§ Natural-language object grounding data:
========

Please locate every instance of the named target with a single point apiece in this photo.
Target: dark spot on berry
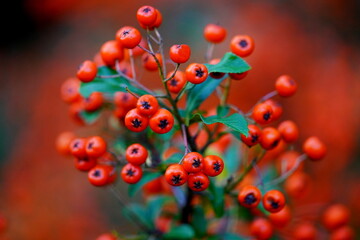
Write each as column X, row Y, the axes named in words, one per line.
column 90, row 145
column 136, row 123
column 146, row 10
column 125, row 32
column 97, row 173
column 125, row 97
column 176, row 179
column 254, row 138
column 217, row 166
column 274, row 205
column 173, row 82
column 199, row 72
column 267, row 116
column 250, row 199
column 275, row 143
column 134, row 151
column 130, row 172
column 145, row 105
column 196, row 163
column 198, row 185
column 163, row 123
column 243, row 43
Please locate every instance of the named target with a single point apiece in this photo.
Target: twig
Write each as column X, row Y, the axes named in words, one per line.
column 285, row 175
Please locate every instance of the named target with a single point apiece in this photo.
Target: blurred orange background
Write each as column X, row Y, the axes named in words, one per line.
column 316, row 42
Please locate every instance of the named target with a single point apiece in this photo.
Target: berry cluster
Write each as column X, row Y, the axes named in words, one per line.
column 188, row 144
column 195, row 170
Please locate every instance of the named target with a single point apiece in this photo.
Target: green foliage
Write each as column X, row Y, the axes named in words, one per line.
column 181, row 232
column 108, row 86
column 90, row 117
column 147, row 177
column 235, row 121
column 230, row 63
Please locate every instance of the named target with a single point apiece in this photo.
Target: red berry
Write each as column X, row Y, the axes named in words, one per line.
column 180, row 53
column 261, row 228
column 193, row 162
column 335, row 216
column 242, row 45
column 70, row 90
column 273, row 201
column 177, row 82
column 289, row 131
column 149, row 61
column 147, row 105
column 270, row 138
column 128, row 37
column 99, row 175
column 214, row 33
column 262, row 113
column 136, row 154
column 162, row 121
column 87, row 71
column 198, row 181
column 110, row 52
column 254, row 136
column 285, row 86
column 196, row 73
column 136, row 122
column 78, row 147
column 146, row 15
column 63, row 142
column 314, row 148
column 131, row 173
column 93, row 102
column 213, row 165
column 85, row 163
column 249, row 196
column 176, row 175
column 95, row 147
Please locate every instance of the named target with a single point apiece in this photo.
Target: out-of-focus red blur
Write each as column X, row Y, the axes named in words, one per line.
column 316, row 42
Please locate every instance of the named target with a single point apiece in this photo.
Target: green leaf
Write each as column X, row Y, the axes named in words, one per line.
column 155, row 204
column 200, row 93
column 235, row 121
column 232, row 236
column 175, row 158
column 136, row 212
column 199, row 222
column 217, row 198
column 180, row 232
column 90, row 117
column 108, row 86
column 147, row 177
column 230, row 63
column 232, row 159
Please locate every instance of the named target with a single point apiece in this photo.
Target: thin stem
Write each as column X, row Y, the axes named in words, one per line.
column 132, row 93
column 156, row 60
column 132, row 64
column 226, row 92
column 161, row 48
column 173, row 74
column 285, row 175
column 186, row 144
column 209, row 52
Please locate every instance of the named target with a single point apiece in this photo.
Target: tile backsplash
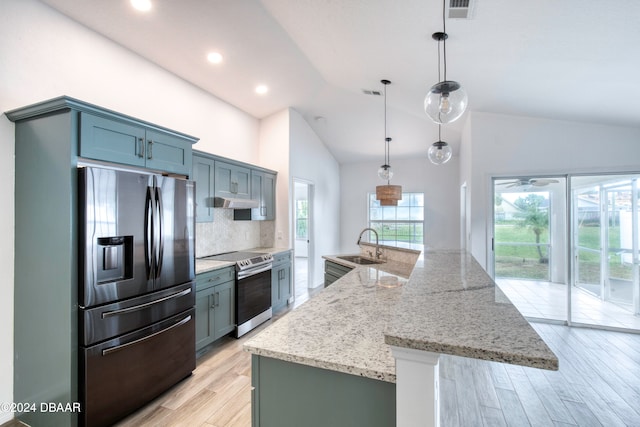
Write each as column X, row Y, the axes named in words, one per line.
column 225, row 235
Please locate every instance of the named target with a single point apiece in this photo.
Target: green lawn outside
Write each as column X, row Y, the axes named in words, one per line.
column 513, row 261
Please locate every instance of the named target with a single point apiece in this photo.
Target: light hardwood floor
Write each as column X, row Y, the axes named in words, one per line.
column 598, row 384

========

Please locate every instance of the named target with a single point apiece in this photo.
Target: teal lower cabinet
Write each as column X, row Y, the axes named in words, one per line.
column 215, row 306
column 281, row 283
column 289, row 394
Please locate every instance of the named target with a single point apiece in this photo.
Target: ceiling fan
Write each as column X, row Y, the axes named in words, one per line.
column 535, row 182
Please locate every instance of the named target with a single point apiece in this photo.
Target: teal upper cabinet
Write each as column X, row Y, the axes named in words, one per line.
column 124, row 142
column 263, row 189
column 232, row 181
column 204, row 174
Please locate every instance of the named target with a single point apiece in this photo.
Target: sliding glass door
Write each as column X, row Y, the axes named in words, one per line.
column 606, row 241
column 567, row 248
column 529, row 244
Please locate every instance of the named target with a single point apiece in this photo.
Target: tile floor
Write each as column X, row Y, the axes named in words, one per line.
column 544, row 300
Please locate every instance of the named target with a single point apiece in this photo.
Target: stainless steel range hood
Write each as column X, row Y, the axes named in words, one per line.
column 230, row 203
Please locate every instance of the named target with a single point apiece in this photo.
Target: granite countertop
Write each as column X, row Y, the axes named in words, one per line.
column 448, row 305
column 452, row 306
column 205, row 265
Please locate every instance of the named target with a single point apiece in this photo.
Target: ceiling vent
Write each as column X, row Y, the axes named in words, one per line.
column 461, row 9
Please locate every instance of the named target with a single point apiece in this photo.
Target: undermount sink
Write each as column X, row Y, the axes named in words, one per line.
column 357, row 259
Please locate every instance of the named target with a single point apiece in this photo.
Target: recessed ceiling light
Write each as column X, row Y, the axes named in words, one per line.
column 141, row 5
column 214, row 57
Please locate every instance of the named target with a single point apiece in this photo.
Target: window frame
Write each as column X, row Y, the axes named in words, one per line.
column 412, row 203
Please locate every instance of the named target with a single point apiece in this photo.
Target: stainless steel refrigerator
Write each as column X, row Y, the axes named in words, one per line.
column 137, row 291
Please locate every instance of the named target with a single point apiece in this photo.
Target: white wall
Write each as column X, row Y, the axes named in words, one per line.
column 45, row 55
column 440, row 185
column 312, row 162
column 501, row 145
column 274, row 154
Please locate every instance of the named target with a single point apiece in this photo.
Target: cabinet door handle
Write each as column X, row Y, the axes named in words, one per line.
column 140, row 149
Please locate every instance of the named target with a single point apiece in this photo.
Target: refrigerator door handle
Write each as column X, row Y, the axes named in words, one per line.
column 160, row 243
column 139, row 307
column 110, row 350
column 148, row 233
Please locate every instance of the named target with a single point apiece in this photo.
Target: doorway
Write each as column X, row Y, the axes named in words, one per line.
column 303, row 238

========

§ Prompt:
Looking over the records, find each line with the word "light" and copy it.

§ Problem solution:
Target: light hardwood floor
Target: recessed ceiling light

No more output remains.